▶ [What the task asks]
From top to bottom, restate the entries below word for word.

Collected data
•••

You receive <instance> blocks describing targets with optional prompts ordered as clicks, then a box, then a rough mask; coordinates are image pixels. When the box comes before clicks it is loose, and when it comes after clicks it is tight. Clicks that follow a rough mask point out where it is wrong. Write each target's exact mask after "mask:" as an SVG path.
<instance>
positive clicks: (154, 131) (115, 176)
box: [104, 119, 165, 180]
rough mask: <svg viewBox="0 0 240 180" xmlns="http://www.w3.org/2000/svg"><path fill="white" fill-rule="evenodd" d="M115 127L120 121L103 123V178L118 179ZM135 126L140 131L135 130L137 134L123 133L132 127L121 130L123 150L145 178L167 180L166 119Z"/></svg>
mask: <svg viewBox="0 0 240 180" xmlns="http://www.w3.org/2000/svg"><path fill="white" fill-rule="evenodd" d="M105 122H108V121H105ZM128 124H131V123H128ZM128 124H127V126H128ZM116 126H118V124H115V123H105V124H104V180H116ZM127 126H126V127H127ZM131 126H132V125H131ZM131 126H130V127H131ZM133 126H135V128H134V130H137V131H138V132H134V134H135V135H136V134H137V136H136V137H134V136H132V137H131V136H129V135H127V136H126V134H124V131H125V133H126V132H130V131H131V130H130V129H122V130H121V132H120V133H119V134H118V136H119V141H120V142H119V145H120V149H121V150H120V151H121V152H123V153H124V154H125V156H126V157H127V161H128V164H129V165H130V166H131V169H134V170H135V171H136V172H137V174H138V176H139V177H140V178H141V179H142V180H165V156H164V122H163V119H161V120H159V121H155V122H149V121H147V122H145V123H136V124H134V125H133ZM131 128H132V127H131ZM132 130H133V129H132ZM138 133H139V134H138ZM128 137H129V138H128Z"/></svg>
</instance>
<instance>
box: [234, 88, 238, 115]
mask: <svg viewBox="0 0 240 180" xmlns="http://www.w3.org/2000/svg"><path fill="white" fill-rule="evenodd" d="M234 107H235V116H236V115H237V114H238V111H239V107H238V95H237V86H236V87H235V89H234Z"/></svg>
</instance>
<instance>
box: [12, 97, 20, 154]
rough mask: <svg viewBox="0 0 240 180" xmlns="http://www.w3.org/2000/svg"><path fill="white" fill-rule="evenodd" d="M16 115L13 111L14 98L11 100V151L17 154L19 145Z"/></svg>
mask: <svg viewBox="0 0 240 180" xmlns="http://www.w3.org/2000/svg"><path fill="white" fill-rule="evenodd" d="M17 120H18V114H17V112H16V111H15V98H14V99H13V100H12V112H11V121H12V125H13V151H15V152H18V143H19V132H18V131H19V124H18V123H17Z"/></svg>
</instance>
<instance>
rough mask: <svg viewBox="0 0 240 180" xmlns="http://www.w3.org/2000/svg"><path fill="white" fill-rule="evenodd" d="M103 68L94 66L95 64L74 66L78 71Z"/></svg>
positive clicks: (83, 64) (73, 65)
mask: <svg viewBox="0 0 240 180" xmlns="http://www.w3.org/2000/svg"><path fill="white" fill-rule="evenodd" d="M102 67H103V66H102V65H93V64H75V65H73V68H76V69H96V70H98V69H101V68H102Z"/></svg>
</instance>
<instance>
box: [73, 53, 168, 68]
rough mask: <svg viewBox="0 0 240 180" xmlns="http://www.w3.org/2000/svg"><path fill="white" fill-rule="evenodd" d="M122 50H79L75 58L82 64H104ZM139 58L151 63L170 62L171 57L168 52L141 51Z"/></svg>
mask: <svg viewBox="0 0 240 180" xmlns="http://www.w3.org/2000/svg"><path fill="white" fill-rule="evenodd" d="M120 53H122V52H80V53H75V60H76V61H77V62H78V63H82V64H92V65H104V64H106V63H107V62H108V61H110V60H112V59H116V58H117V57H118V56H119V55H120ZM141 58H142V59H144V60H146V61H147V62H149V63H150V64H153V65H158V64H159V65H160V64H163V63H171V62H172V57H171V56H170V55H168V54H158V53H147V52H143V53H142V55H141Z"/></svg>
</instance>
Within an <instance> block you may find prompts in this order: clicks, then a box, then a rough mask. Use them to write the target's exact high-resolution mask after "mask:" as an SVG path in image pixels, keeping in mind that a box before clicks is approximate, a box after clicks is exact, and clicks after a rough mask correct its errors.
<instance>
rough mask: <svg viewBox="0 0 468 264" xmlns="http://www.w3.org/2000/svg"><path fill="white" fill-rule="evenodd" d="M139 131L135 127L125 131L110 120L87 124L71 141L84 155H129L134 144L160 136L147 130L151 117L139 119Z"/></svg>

•••

▶ [Response area]
You receive <instance> blocks describing targets with optional prompts ordered as clicks, then a box, then a rough mask; coordinates are image pixels. When the box comes before clicks it is loose, and when it comes after clicks it is tight. Clicks that follow a rough mask point out where it is wrong. Write each target's exact mask after "mask:" as an SVG path.
<instance>
positive clicks: (154, 131) (115, 176)
box: [104, 119, 165, 180]
rough mask: <svg viewBox="0 0 240 180" xmlns="http://www.w3.org/2000/svg"><path fill="white" fill-rule="evenodd" d="M115 127L120 121L103 123V178L118 179ZM135 126L140 131L135 130L137 134L123 133L132 127L121 130L123 150L145 178L167 180L166 119Z"/></svg>
mask: <svg viewBox="0 0 240 180" xmlns="http://www.w3.org/2000/svg"><path fill="white" fill-rule="evenodd" d="M105 122H108V121H105ZM128 124H131V123H128ZM128 124H127V126H128ZM116 126H118V124H115V123H105V124H104V180H116ZM127 126H126V127H127ZM131 126H132V125H131ZM131 126H130V127H131ZM133 126H135V128H134V130H137V131H138V132H134V134H135V135H136V134H137V136H136V137H134V136H132V137H131V136H129V135H127V136H126V134H124V131H125V133H126V132H130V131H131V130H130V129H122V130H121V132H120V133H119V134H118V136H119V141H120V142H119V145H120V149H121V150H120V151H121V152H123V153H124V154H125V156H126V157H127V161H128V164H129V165H130V166H131V169H134V170H135V171H136V172H137V174H138V176H139V177H140V178H141V179H142V180H165V156H164V122H163V119H161V120H159V121H155V122H149V121H147V122H145V123H136V124H134V125H133ZM131 128H132V127H131ZM132 130H133V129H132ZM138 133H139V134H138ZM128 137H129V138H128Z"/></svg>
</instance>
<instance>
box: [234, 88, 238, 115]
mask: <svg viewBox="0 0 240 180" xmlns="http://www.w3.org/2000/svg"><path fill="white" fill-rule="evenodd" d="M234 107H235V116H236V115H237V114H238V111H239V107H238V95H237V86H236V87H235V89H234Z"/></svg>
</instance>
<instance>
box: [12, 97, 20, 154]
rough mask: <svg viewBox="0 0 240 180" xmlns="http://www.w3.org/2000/svg"><path fill="white" fill-rule="evenodd" d="M16 115L13 111L14 98L11 100V151L17 154L19 145Z"/></svg>
mask: <svg viewBox="0 0 240 180" xmlns="http://www.w3.org/2000/svg"><path fill="white" fill-rule="evenodd" d="M17 120H18V114H17V112H16V111H15V98H14V99H13V100H12V112H11V121H12V125H13V151H15V152H18V143H19V132H18V131H19V124H18V123H17Z"/></svg>
</instance>
<instance>
rough mask: <svg viewBox="0 0 240 180" xmlns="http://www.w3.org/2000/svg"><path fill="white" fill-rule="evenodd" d="M103 68L94 66L95 64L74 66L78 71Z"/></svg>
positive clicks: (83, 64) (73, 65)
mask: <svg viewBox="0 0 240 180" xmlns="http://www.w3.org/2000/svg"><path fill="white" fill-rule="evenodd" d="M102 67H103V66H102V65H93V64H75V65H73V68H76V69H96V70H98V69H101V68H102Z"/></svg>
</instance>
<instance>
box: [73, 53, 168, 68]
rough mask: <svg viewBox="0 0 240 180" xmlns="http://www.w3.org/2000/svg"><path fill="white" fill-rule="evenodd" d="M122 50H79L75 58L82 64H104ZM139 58L151 63L170 62L171 57L168 52L141 51Z"/></svg>
mask: <svg viewBox="0 0 240 180" xmlns="http://www.w3.org/2000/svg"><path fill="white" fill-rule="evenodd" d="M120 53H122V52H80V53H75V60H76V61H77V62H78V63H82V64H92V65H104V64H106V63H107V62H108V61H110V60H112V59H116V58H117V57H118V56H119V55H120ZM141 58H142V59H144V60H146V61H147V62H149V63H150V64H153V65H158V64H159V65H160V64H163V63H171V62H172V57H171V56H170V55H168V54H158V53H147V52H143V53H142V55H141Z"/></svg>
</instance>
Within an <instance> block you may find prompts in this order: clicks, then a box, then a rough mask. Use them to write the target's exact high-resolution mask after "mask:" as an SVG path in image pixels, keeping in mind that a box before clicks is approximate, a box after clicks is exact, and clicks after a rough mask correct its errors.
<instance>
rough mask: <svg viewBox="0 0 468 264" xmlns="http://www.w3.org/2000/svg"><path fill="white" fill-rule="evenodd" d="M139 131L135 127L125 131L110 120L87 124L71 141L84 155H129L134 144L160 136L147 130L151 117L139 119Z"/></svg>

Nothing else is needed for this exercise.